Supplied records:

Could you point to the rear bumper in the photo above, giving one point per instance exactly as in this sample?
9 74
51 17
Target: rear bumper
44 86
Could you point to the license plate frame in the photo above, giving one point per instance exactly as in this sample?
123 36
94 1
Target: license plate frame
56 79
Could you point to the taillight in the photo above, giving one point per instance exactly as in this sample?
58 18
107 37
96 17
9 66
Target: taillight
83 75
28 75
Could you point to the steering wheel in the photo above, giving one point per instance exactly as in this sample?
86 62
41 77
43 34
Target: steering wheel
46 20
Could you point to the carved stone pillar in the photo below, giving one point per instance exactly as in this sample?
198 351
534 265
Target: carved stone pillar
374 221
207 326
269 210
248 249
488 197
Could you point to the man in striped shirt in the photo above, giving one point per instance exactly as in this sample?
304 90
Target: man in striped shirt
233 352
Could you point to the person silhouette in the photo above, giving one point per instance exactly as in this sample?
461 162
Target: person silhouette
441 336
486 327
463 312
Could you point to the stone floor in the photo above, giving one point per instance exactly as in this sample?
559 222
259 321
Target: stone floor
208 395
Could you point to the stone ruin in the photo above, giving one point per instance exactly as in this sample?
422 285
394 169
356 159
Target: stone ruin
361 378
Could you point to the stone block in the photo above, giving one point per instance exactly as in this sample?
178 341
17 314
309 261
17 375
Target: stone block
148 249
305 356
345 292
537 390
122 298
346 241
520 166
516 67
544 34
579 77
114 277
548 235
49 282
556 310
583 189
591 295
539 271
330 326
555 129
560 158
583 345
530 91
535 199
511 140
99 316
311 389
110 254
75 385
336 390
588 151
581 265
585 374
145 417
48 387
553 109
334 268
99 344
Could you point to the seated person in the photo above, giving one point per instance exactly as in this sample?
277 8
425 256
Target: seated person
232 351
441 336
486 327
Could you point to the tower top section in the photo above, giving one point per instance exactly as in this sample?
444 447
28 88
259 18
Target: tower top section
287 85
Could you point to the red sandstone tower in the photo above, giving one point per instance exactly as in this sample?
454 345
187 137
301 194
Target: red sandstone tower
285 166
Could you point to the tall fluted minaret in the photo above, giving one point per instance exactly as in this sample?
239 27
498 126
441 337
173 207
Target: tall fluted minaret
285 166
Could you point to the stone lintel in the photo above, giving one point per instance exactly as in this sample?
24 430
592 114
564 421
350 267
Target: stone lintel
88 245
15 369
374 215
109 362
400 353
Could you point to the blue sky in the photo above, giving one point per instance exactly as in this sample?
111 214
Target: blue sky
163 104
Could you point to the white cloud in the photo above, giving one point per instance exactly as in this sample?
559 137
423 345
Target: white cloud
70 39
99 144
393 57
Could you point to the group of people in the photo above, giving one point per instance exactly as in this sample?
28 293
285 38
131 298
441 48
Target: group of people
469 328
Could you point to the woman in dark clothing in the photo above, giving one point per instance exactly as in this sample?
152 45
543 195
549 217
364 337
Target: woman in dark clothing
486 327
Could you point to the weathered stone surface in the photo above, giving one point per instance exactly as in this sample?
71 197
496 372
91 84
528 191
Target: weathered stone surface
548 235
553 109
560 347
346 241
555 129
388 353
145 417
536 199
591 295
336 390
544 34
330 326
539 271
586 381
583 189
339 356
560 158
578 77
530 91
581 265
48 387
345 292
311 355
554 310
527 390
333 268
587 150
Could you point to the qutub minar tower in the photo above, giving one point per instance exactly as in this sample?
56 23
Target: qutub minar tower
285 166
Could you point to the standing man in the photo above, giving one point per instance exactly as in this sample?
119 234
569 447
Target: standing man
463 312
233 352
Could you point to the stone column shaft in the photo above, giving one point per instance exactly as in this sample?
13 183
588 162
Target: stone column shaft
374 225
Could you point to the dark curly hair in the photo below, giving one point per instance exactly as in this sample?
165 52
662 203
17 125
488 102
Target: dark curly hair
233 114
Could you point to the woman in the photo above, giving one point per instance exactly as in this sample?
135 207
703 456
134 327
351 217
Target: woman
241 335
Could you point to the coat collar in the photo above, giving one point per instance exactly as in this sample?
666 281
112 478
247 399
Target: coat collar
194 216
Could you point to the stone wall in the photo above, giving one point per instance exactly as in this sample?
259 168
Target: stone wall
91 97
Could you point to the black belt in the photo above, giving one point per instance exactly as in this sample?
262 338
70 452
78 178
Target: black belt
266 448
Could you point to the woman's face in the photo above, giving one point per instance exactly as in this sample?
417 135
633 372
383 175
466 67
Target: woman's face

Work to complete:
Copy task. Give back the whole listing exactly as written.

Response box:
Could you point to the rear bumper in the photo above, giving one point per instance exactly as in this sample?
9 74
51 17
Target: rear bumper
44 86
Could you point to the license plate frame in the photo above, giving one point per instance exactly as in this sample?
123 36
94 1
Target: license plate frame
56 79
Could you point to the taillight in the photo above, giving one point per instance exactly as in this sample?
58 18
107 37
96 17
9 66
Target: taillight
83 75
28 75
Could you point to the steering wheel in the photo above, giving one point per instance exactly as in this sample?
86 62
41 77
43 34
Target: steering wheel
46 20
Could you point to the carved stone pillar in the photo below, giving one point per instance exactly as in this sample?
198 351
534 265
Target: carved stone pillar
374 221
207 326
269 210
248 249
488 197
Could you point to the man in striped shirt in the photo above, giving one point per instance exactly as in this sample?
304 90
Target: man in striped shirt
233 352
Could you point to the person silhouette in the photo above, giving one point per instance exactly as in this sample?
461 162
Target: person silhouette
441 336
486 327
463 312
Could you point to the stone floor in the photo above, giving one point per instance exactly as in this sample?
559 222
259 321
Target: stone floor
208 395
Could you point to the stone ruin in the photo above, giving one point per instance exactly as in this sample?
422 285
394 169
356 159
Target: stone ruin
361 378
Could you point to the stone block in the photo above, giving one point per instance exactly as in this sample?
178 341
17 314
309 261
17 375
Target: stone block
148 249
305 356
345 292
537 390
122 298
346 241
520 166
516 67
544 34
579 77
114 277
548 235
49 282
556 310
583 189
591 295
539 271
330 326
555 129
560 158
583 345
530 91
535 199
511 140
99 316
311 389
110 254
75 385
336 390
588 151
581 265
585 374
145 417
48 387
553 109
334 268
99 344
Could you point to the seated person in the photo above, giving one point per instance exactly as in this sample?
277 8
425 256
Target: seated person
232 351
441 336
486 327
Could you point to the tower top section in the photo above, giving one point per instance exactly as in this sample?
444 447
28 88
259 18
Target: tower top section
287 85
Could you point to the red sandstone tower in the photo above, giving one point per instance exactly as in this sample?
454 345
187 137
301 194
Target: red sandstone tower
285 166
Could you point to the tall fluted minaret in the photo above, giving one point per instance exactly as in this sample?
239 27
498 126
441 337
173 207
Target: tall fluted minaret
285 166
Could you point to the stone lintel in the photo above, giving one point per instance exactly as in this sample?
24 430
592 114
564 421
350 267
Target: stone lintel
88 245
15 369
374 215
109 362
400 353
Could you point to the blue sky in the photo above, giving one point per instance exactly as in this sample?
111 214
Target: blue sky
163 104
Could you point to the white cloud in the photo above, giving one point per instance exactly as in this sample?
559 137
423 345
Target: white cloud
70 39
99 144
393 57
Could you point to the group of people in the photo above, giving one point per instance exactly as in this sample?
28 293
285 38
131 298
441 48
Target: group of people
469 328
Could you point to the woman in dark clothing in the photo above, giving one point per instance exactly as in this sample?
152 45
543 195
549 217
364 337
Target: woman in dark clothing
486 327
Could you point to the weathered stone surface in the photo above, giving one point per instance exactly as in this sample?
71 197
496 372
91 84
528 191
Target: weathered stone surface
548 235
553 109
560 347
346 241
555 129
388 353
145 417
536 199
591 295
336 390
544 34
330 326
539 271
586 381
583 189
339 356
560 158
578 77
530 91
581 265
48 387
345 292
311 355
554 310
527 390
333 268
587 150
Could you point to the qutub minar tower in the photo above, giving one point per instance exactly as in this sample?
56 23
Target: qutub minar tower
285 166
Could you point to the standing man in the photo above, giving one point per instance exactly as in this sample?
119 234
569 447
Target: standing man
463 312
233 352
Could you point to the stone column shaft in the photo above, giving one point per instance exactly as in this sample?
13 183
588 162
Target: stone column shaft
374 225
Could you point to the dark curly hair in the photo below, giving one point per instance exactly as in this sample?
165 52
662 203
17 125
488 102
Target: dark curly hair
233 114
Could you point to the woman in the photo above, giving one point per instance exactly as in this sample?
135 207
703 456
134 327
351 217
Target: woman
241 335
Could you point to the coat collar in the photo above, giving one point per instance exactly as in this sample?
666 281
112 478
247 399
Target: coat collar
194 216
Could you point to the stone wall in the photo above, giving one point per instance exactly as in this sample?
259 168
Target: stone wall
91 97
Could you point to the black belt in the photo above, giving one point per instance exactly as in this sample?
262 338
70 452
78 178
Target: black belt
266 448
Could you point to the woman's face in the photo above, giving one point per instance exactly as in this sample?
417 135
633 372
383 175
466 67
Target: woman's face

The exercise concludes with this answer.